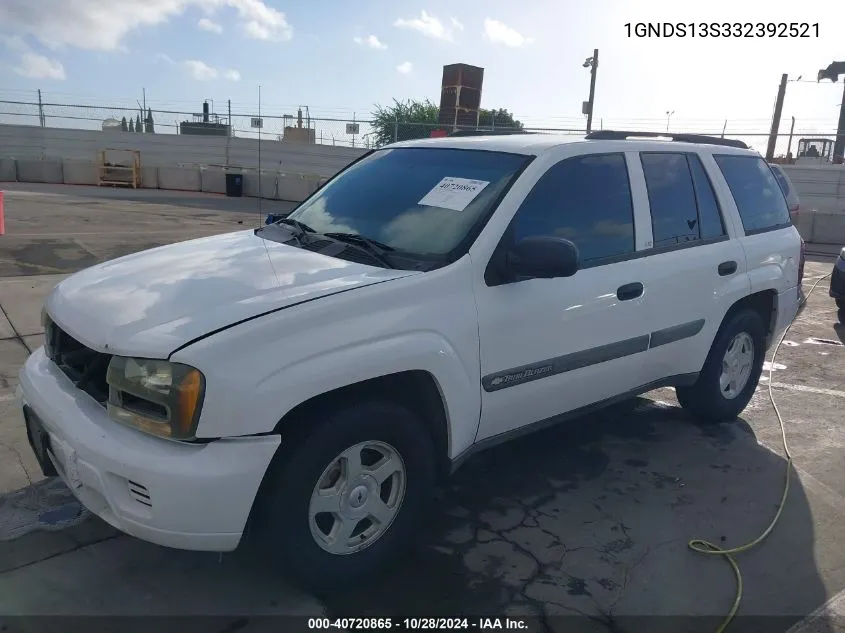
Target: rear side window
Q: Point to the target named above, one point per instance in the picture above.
(683, 206)
(782, 181)
(756, 191)
(585, 199)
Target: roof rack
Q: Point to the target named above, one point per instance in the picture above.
(488, 132)
(621, 135)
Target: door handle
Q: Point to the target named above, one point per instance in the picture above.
(629, 291)
(727, 268)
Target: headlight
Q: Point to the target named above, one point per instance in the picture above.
(155, 396)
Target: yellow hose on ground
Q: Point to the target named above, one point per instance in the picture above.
(706, 547)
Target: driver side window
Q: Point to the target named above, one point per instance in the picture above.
(585, 199)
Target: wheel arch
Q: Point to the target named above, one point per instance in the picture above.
(416, 389)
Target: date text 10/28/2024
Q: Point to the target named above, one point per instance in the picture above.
(419, 624)
(722, 29)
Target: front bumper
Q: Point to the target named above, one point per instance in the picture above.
(837, 279)
(181, 495)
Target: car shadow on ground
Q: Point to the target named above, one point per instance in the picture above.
(583, 526)
(586, 526)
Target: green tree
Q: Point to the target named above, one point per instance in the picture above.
(496, 119)
(411, 119)
(404, 120)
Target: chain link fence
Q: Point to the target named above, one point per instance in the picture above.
(300, 127)
(284, 128)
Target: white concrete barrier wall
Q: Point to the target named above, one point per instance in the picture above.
(34, 170)
(822, 192)
(213, 180)
(149, 177)
(179, 178)
(8, 170)
(79, 172)
(25, 142)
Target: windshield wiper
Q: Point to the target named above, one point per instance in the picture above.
(377, 249)
(300, 225)
(299, 229)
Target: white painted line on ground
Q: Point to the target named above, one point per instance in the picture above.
(821, 619)
(805, 389)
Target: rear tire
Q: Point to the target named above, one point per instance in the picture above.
(320, 468)
(731, 372)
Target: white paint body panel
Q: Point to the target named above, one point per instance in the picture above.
(271, 326)
(200, 495)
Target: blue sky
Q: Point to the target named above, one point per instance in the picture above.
(340, 57)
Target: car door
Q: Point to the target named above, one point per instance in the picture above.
(695, 271)
(549, 346)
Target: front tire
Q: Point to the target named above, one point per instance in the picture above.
(731, 372)
(346, 499)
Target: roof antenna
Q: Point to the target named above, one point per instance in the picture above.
(260, 125)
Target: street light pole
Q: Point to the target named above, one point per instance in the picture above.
(592, 63)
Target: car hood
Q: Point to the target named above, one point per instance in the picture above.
(152, 302)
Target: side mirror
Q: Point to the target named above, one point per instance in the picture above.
(543, 257)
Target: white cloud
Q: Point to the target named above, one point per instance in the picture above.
(209, 25)
(500, 33)
(101, 25)
(371, 41)
(200, 70)
(260, 21)
(430, 26)
(39, 67)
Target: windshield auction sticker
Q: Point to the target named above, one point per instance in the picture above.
(453, 193)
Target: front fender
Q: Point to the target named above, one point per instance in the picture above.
(421, 350)
(258, 371)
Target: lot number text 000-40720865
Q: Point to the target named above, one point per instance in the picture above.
(419, 624)
(722, 29)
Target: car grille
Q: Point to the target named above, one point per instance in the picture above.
(85, 367)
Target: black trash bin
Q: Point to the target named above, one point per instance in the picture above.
(234, 185)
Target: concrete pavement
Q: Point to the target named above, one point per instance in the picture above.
(590, 519)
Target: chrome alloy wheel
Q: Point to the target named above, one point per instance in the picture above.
(357, 497)
(736, 365)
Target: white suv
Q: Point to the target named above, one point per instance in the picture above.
(317, 377)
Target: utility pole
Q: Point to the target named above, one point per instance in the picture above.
(229, 135)
(592, 63)
(41, 118)
(791, 130)
(773, 135)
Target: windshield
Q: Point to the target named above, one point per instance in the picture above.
(422, 201)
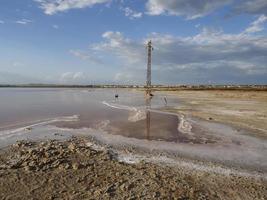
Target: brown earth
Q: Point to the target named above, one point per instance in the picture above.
(244, 109)
(74, 170)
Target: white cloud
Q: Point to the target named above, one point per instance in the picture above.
(257, 25)
(90, 56)
(72, 77)
(252, 7)
(209, 55)
(51, 7)
(55, 26)
(24, 21)
(190, 8)
(17, 64)
(131, 13)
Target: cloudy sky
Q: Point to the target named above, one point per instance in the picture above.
(103, 41)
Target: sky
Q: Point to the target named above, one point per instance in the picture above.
(104, 41)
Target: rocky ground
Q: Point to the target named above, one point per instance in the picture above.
(73, 169)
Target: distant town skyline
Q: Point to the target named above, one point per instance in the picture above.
(103, 41)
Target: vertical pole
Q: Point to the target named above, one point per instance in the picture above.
(148, 87)
(149, 54)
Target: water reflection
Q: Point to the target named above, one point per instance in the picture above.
(148, 97)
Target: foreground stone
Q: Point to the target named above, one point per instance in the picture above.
(74, 170)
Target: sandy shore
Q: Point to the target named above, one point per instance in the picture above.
(79, 169)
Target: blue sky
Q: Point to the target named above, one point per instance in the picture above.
(103, 41)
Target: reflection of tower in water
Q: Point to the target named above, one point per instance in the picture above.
(148, 94)
(148, 105)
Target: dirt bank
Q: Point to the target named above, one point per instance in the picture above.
(74, 169)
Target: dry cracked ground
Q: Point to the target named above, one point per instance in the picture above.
(72, 169)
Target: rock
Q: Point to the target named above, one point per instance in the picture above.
(76, 166)
(72, 147)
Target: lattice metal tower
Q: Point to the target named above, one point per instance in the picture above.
(149, 58)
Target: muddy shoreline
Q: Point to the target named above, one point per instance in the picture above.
(78, 168)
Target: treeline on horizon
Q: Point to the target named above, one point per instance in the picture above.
(154, 87)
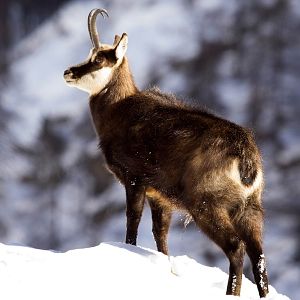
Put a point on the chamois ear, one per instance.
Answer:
(121, 47)
(117, 39)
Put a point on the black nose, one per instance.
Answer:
(68, 72)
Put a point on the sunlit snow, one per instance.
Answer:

★ ★ ★ ★ ★

=== Instructions to follow ===
The data above should be restated exactly, with its images dropped.

=== Solution ===
Target: rear side window
Q: Point to the target named above, one point per instance in the picture above.
(683, 206)
(782, 181)
(756, 191)
(585, 199)
Target: roof rack
Q: Point to the target named above, one point per instance in the picture above.
(488, 132)
(621, 135)
Target: door handle
Q: Point to the target named above, one point per instance in the picture above.
(629, 291)
(727, 268)
Target: headlight
Q: Point to the target named above, one point per instance in the picture above.
(155, 396)
Target: yellow hose on ground
Q: Point to the target named above, one point per instance in the picture above.
(706, 547)
Target: driver side window
Q: Point to the target named above, one point per instance in the picture above.
(585, 199)
Target: wheel arch
Q: Point to the target named above, one point per instance in the picture above.
(416, 389)
Target: date text 10/28/2024
Q: Point to the target named above, one point per instance in the picture above.
(419, 624)
(722, 29)
Target: front bumper
Q: Point to the target named above, one point per instance in the picture above.
(837, 279)
(181, 495)
Target: car shadow on ground
Q: Point to the target named above, one point per instance in the picture above.
(583, 526)
(586, 526)
Target: green tree
Q: Point to the target named above, one point per instance in the picture above.
(496, 119)
(411, 119)
(404, 120)
Target: chain link fence
Q: Point to the target named above, one point per instance in the picture above.
(300, 127)
(284, 128)
Target: white concrete barrier wall
Q: Point to the target named above, one point per instance in the picture above.
(34, 170)
(822, 192)
(213, 180)
(149, 177)
(179, 178)
(8, 170)
(79, 172)
(25, 142)
Target: windshield wiper
Q: Point to the target named above, one point per instance in the picture above.
(377, 249)
(300, 225)
(299, 229)
Target: white painted line on ground
Q: Point to the target named above, one point per instance in the picture above.
(821, 619)
(805, 389)
Target: rear tire
Q: Point to the target named above, one point per instance in the picture above.
(320, 468)
(731, 372)
Target: white paint body panel
Q: Point to the target named above, one point per instance in the picture above.
(271, 326)
(200, 495)
Target: blue sky
Q: Point to the target named above, one point per instance in the picture above.
(340, 57)
Target: car door
Q: Point to the target named above, one point per instance in the picture above.
(695, 271)
(549, 346)
Target: front tire
Q: Point to the target named above, one point per instance in the picture above.
(731, 372)
(346, 499)
Target: roof antenna
Q: Point to the target named above, one point per instance in the picture above.
(260, 125)
Target: street light pole
Q: Point to the target named above, one point per instance in the picture above.
(592, 63)
Target: car hood
Q: Point to the target named above, one point per instance in the picture above.
(152, 302)
Target: side mirror
Q: Point to the target named above, one point per instance in the picture above.
(543, 257)
Target: white cloud
Q: Point to the target named above, one point per instance in the picture above.
(209, 25)
(500, 33)
(101, 25)
(371, 41)
(200, 70)
(260, 21)
(430, 26)
(39, 67)
Target: windshield auction sticker
Q: Point to the target named above, one point per instance in the picture above.
(453, 193)
Target: front fender
Q: Point to the target named above, one point per instance in the picture above.
(421, 350)
(258, 371)
Target: lot number text 000-40720865
Q: Point to the target named above, one point per instance in the picture above.
(419, 624)
(722, 29)
Target: car grille
Q: Point to the target named above, one point per instance in the picture above.
(85, 367)
Target: black trash bin
Q: Point to the target named above, one point per instance in the picture above.
(234, 185)
Target: concrete pavement
Q: Point to the target named above, one point per instance in the picture above.
(590, 519)
Target: chrome alloy wheel
Q: Point to the target named above, one point per instance in the picture above.
(357, 497)
(736, 365)
Target: white suv
Q: Point to the target named above, one point per instance in the picture above.
(317, 377)
Target: utility pole
Q: Point to the target named above, one point per instance in the picture above.
(229, 135)
(592, 63)
(41, 118)
(791, 130)
(773, 135)
Target: windshield
Q: Point to the target named above, one point per instance in the picture above.
(422, 201)
Target: brown earth
Q: Point to the target named above, one point per instance in the picture above.
(244, 109)
(74, 170)
Target: white cloud
Q: Point to the target named above, one point per instance in the picture above.
(257, 25)
(90, 56)
(72, 77)
(252, 7)
(209, 55)
(51, 7)
(55, 26)
(24, 21)
(190, 8)
(17, 64)
(131, 13)
Target: cloudy sky
Q: Point to the target named above, one point per instance in the picture above.
(103, 41)
Target: sky
Q: Point to the target named above, one point per instance in the picture above.
(104, 41)
Target: rocky ground
Q: Point to the target named above, one point per instance in the picture above.
(73, 169)
Target: distant town skyline
Q: Point to the target named above, one point per instance in the picture above.
(103, 41)
Target: vertical pole
Q: Point to the target named above, one point per instance in the picture above.
(148, 87)
(149, 54)
Target: water reflection
Q: Point to the target named above, one point per instance in the picture above.
(148, 97)
Target: foreground stone
Q: Point to the target named above, one point per instance in the picture above.
(74, 170)
Target: sandy shore
Q: Point to the target named above, one point per instance in the picture above.
(79, 169)
Target: blue sky
Q: Point to the target named above, one point per instance in the picture above.
(103, 41)
Target: reflection of tower in water
Q: Point to the target named above, one point per instance in the picture above.
(148, 94)
(148, 105)
Target: dirt bank
Q: Point to the target named above, one point per instance in the picture above.
(74, 169)
Target: dry cracked ground
Q: Point to the target named above, one point per instance in the picture above.
(72, 169)
Target: rock
Q: Point to the target named above, one point per instance in the picture above.
(76, 166)
(72, 147)
Target: lattice metal tower
Q: Point to the target named above, one point per instance in the picture above.
(149, 58)
Target: muddy shoreline
Q: Point to the target named above, one point per instance in the picture above.
(78, 168)
Target: treeline on horizon
Q: Point to the target named above, one point per instance in the picture above.
(154, 87)
Put a point on the chamois ear, one per instance.
Answer:
(121, 47)
(117, 39)
Put a point on the black nose, one per instance.
Answer:
(68, 72)
Put a point on the sunlit snow, one per instance.
Answer:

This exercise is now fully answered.